_Work to complete_. Render every line of the items below as a Markdown table with two columns, Number and Content, giving each row its number and skipping blank lines.

* start Given records *

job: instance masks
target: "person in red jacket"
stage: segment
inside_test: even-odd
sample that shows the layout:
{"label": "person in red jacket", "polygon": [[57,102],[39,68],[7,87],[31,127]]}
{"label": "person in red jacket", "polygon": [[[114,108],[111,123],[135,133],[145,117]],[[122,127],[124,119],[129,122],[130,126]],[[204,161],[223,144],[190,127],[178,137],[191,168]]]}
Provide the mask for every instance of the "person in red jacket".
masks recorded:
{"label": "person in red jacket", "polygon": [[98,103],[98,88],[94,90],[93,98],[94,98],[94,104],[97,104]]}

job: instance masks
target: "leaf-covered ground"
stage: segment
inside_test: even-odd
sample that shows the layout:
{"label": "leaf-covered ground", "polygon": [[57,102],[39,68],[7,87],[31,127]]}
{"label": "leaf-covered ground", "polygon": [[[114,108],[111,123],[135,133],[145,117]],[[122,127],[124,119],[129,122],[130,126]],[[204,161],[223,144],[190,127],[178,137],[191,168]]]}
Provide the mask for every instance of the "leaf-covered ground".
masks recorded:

* end Given records *

_The answer_.
| Number | Content |
|---|---|
| 1 | job: instance masks |
| 2 | target: "person in red jacket" |
| 3 | stage: segment |
| 4 | inside_test: even-odd |
| 5 | sample that shows the layout: |
| 6 | {"label": "person in red jacket", "polygon": [[57,102],[39,68],[7,87],[31,127]]} |
| 7 | {"label": "person in red jacket", "polygon": [[[114,108],[111,123],[135,133],[145,117]],[[122,127],[124,119],[129,122],[130,126]],[[204,161],[223,144],[190,127],[178,137],[191,168]]]} |
| 8 | Provide the mask for every instance of the "person in red jacket". |
| 9 | masks recorded: |
| 10 | {"label": "person in red jacket", "polygon": [[98,103],[98,88],[94,90],[93,98],[94,98],[94,104],[97,104]]} |
| 11 | job: instance masks |
| 12 | target: "leaf-covered ground" |
| 13 | stage: segment |
| 14 | inside_test: even-odd |
| 15 | sample that shows the layout: |
| 16 | {"label": "leaf-covered ground", "polygon": [[57,102],[39,68],[7,87],[31,127]]} |
| 17 | {"label": "leaf-covered ground", "polygon": [[[114,108],[111,123],[135,133],[145,117]],[[122,127],[124,119],[129,122],[130,126]],[[204,161],[223,144],[190,127],[178,137],[191,168]]]} |
| 18 | Provide the mask for every instance of the "leaf-covered ground". |
| 19 | masks recorded: |